• [Goal]: Revise the lines below by swapping every "keypoint" for "marker point", keeping all other text as it is.

• [Exercise data]:
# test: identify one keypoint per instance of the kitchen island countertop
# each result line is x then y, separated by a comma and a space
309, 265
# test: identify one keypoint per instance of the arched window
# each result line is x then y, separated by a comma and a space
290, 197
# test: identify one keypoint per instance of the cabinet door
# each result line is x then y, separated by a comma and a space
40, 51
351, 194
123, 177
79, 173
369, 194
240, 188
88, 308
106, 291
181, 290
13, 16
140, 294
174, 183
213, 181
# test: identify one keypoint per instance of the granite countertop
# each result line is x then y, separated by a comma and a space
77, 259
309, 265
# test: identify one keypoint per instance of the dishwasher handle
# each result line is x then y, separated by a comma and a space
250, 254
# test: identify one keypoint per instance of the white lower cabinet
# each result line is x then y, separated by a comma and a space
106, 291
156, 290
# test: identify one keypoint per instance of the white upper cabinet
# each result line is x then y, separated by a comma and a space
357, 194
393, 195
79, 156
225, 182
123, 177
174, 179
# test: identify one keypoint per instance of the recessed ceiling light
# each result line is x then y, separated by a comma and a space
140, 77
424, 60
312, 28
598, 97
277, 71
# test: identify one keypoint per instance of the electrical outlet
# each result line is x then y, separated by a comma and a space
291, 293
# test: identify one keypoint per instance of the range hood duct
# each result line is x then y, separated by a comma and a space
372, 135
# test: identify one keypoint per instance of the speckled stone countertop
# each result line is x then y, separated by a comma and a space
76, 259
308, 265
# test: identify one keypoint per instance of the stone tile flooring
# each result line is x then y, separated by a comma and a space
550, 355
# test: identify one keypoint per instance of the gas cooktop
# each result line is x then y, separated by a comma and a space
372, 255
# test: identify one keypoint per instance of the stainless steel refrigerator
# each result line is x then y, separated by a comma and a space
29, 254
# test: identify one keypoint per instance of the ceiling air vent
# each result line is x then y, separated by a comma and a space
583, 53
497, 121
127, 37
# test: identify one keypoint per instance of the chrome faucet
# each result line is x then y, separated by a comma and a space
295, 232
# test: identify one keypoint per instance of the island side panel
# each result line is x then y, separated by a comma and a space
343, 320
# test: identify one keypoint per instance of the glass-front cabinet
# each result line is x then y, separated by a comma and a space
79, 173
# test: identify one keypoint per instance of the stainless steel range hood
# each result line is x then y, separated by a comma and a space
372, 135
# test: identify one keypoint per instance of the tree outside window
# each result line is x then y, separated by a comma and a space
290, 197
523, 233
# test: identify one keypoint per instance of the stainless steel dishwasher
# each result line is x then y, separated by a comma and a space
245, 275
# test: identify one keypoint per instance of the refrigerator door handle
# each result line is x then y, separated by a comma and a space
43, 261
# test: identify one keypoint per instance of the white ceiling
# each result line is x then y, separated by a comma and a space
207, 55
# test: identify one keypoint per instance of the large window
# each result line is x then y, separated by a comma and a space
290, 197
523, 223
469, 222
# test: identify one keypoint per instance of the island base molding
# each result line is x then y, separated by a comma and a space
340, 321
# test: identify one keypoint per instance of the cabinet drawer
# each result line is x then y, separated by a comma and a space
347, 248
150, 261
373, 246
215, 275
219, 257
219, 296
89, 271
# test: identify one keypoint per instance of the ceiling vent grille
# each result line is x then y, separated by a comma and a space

• [The answer]:
# test: identify one marker point per instance of the kitchen island countertop
# each result line is x then y, separated by a comma and a space
309, 265
# test: identify one marker point per instance of the arched window
# each result line is x then y, separated by a comma and a space
290, 197
# test: identify one marker point per instance of the cabinet door
# each result line is x then y, separated by a comma and a space
40, 51
351, 194
123, 177
79, 173
369, 194
240, 188
88, 308
106, 291
181, 290
13, 16
140, 294
174, 183
213, 181
# test: identify one marker point per instance of the granite countertop
# each result line is x then y, separated by a comma and a space
77, 259
309, 265
# test: identify one marker point per instance of the dishwasher handle
# each result line is x then y, separated by a comma and a space
250, 254
# test: identify one marker point per instance of the white lower cabinet
# each result line is x then y, separated by a comma and a space
106, 291
156, 290
# test: identify one marker point per instance of the white upper cabinet
# each result line is x then y, separated by a comma and a space
357, 194
393, 195
79, 156
225, 182
123, 177
174, 179
# test: identify one marker point per instance of the recessed ceiling light
# each result line is x then y, separated by a comma and a space
140, 77
424, 60
312, 28
598, 97
277, 71
# test: identify one marker point per instance of the electrical outlet
# each result line is x then y, separated by a comma and a space
291, 293
# test: identify one marker point per instance of the range hood duct
# each result line is x then y, separated by a comma and a space
372, 135
# test: identify one marker point per instance of the speckled stone countertop
# each result line is x then y, separated by a comma and a space
76, 259
308, 265
# test: identify one marker point per instance of the stone tile flooring
# each result line is x then y, separated by a comma and a space
550, 355
# test: identify one marker point per instance of the gas cooktop
# each result line is x then y, separated by a comma and a space
372, 255
# test: identify one marker point per instance of the stainless steel refrigerator
# each result line is x then y, separated by a comma and a space
29, 254
# test: identify one marker point per instance of the ceiling air vent
# each result line is x then y, separated by a comma and a space
583, 53
497, 121
127, 37
# test: identify one marker point per instance of the chrome faucet
# each result line is x then y, separated by a comma and a space
295, 232
# test: identify one marker point per instance of the island side panel
# each result line is x then y, separated by a comma and a space
343, 320
# test: identify one marker point per instance of the glass-front cabinet
# each result line is x then y, separated by a comma and a space
79, 173
# test: identify one marker point per instance of the stainless steel range hood
# each result line is x then y, separated by a comma and a space
372, 135
# test: identify one marker point per instance of the tree outside window
# each result line is x then y, separated by a comma and a space
290, 197
523, 233
# test: identify one marker point per instance of the stainless steel dishwasher
# each result line is x then y, separated by a comma and a space
245, 275
# test: identify one marker point per instance of the refrigerator door handle
# each result line is x then y, separated by a comma and a space
43, 261
# test: identify one marker point per instance of the white ceiling
# each result line is x then y, separated by a comma and a space
207, 55
# test: identify one marker point per instance of the large window
# each result line is x then y, separated by a comma and a space
290, 197
523, 223
469, 222
# test: identify one marker point per instance of the island base molding
# each result line is x then y, separated by a comma and a space
340, 321
# test: identify one marker point per instance of the cabinet drawer
# each result line is x then y, separated by a comma and a space
347, 248
150, 261
373, 246
215, 275
219, 257
219, 296
89, 271
# test: identify one marker point per instance of the ceiling vent grille
# each result line is x then y, separated by a comma and a space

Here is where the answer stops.